• _REQUIREMENTS_
Quote the line containing "Where can the window" and all lines that follow it in the listing below, exactly as written.

• _DATASET CONTENT_
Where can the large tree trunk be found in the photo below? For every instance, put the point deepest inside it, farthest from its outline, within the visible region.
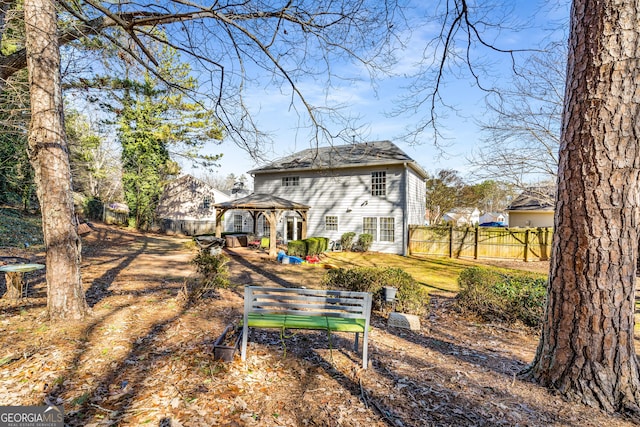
(50, 159)
(587, 347)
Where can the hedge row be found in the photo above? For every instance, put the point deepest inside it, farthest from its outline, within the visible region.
(411, 298)
(504, 296)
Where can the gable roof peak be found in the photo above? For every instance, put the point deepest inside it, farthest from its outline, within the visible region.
(371, 153)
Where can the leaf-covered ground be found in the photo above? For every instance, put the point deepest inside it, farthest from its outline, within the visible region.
(145, 355)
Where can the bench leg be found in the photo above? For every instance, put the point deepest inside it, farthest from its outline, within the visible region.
(365, 343)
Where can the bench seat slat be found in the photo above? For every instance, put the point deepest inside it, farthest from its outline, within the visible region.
(302, 291)
(258, 298)
(309, 313)
(306, 322)
(301, 308)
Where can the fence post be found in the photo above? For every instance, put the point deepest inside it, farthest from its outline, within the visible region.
(475, 242)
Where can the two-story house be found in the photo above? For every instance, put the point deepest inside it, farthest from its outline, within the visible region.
(371, 187)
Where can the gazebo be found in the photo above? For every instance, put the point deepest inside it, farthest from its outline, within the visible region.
(271, 207)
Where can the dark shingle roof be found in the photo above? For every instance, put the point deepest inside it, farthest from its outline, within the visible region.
(342, 156)
(261, 201)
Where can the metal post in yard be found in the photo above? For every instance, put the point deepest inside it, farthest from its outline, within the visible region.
(475, 243)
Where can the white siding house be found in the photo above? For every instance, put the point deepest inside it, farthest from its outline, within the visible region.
(363, 188)
(534, 207)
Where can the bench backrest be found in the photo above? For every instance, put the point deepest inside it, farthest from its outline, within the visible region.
(307, 302)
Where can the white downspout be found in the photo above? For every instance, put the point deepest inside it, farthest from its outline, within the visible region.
(405, 214)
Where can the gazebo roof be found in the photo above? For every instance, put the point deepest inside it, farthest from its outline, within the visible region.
(261, 201)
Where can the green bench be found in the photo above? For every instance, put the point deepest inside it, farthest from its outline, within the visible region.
(294, 308)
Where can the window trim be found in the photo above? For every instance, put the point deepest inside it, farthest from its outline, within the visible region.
(392, 230)
(374, 228)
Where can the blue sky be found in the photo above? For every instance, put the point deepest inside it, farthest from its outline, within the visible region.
(272, 110)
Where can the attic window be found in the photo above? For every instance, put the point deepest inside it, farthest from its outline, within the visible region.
(379, 183)
(291, 181)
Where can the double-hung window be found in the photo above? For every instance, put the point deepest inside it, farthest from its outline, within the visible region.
(331, 223)
(370, 226)
(379, 183)
(387, 227)
(290, 181)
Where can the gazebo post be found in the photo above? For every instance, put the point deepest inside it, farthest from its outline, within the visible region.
(219, 213)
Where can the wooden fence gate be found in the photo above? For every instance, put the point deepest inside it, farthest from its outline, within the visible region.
(528, 244)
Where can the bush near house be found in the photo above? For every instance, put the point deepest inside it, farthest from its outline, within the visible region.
(364, 242)
(507, 297)
(411, 298)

• _RESULT OF THIS EXERCISE_
Where can the window trim be found in the photo above? For every instance, put the point deepest inside it, farthest from its outline, within the visible region.
(392, 230)
(374, 228)
Where can the blue sky be found in the photo above? For every instance, put the point deepest inside it, farthest from its outline, within the visible region.
(272, 110)
Where can the attic window be found in the photo above? For every instance, put the point deepest inside it, farthest from its outline, within the visible region.
(379, 183)
(291, 181)
Where can the double-hung window be found in the photo above? For every instance, put the point deepest inside it, farthest from its outline, within the visible region.
(331, 223)
(370, 226)
(379, 183)
(387, 227)
(290, 181)
Where can the gazebo post be found in the photo above? For every instance, put the point deepest inside it, farthest from its outline, within the visible region.
(219, 213)
Where can the wooden fence gate be found in the photo above? For every instance, put the point deepest inside it, farthest from its outline, within the visible region.
(528, 244)
Where can the bush near house be found in the photo above? For every instance, put the point deepest inside it, farthest from its outline, within the visible region.
(364, 242)
(507, 297)
(411, 298)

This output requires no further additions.